#### Text to read ####
As always, adding to the fun was my kid, who from the back seat kept offering me his helpful tips about how not having come out of the house at all would have been “so good” and how stopping for chips on the way back home would somehow miraculously solve all the problems.

Cut to 20 minutes later. Errant cabbie comes back post-pee, unapologetic and does a “talk-to-the-hand” gesture when I start giving him my “I want to squish you under my foot like the worthless slug you are” look. I guess I might have muttered a word that rhymes with duck and luck in a sotto voce manner. And guess who heard it with the windows half down and being a few feet away? The same child who can’t hear me when I’m yelling for him to clean his room, my loud voice booming through the whole house!

And this morning the little monster comes upto me in a moment I’ll always remember…he had a ridiculous toothpaste mushtache around his mouth, crud in his eyes and told me in a fake whisper, “You said the ‘f’ word yesterday”. My knee jerk reaction was to say, “No, I didn’t” followed by “What’s the f-word anyhow?” and he told me, enunciating it clearly enough for me to have a WTF moment.

And being a parent caught doing something wrong, I lied like a trueblue hypocrite and said, ” I said fudge…not the other thing”. And bang comes the question,” What’s fudge?” And I told him in great detail, trying to distract him from pondering on the original f-word. And it seemed to be working as well, till the monkey boy came back to bathroom door, whispered conspiratorially and told me, ” I know you said the F-WORD!!!” and he laughed a mini-villain laugh and scampered away.
#### Supplied data ####
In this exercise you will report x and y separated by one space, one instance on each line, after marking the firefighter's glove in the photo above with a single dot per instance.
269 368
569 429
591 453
####
**What to work on:**
**1.** Write out the f-word story word for word, starting at "And being a parent" and ending at "and scampered away.".
**2.** In the f-word story:
(a) What did the kid say from the back seat would solve all the problems?
(b) What gesture did the cabbie make when he came back?
(c) What word did the parent claim to have said instead of the f-word?
The listing plays no role here.

**Results for the exercise:**
**1.**
And being a parent caught doing something wrong, I lied like a trueblue hypocrite and said, ” I said fudge…not the other thing”. And bang comes the question,” What’s fudge?” And I told him in great detail, trying to distract him from pondering on the original f-word. And it seemed to be working as well, till the monkey boy came back to bathroom door, whispered conspiratorially and told me, ” I know you said the F-WORD!!!” and he laughed a mini-villain laugh and scampered away.

**2.**
(a) Stopping for chips on the way back home.
(b) A "talk-to-the-hand" gesture.
(c) Fudge.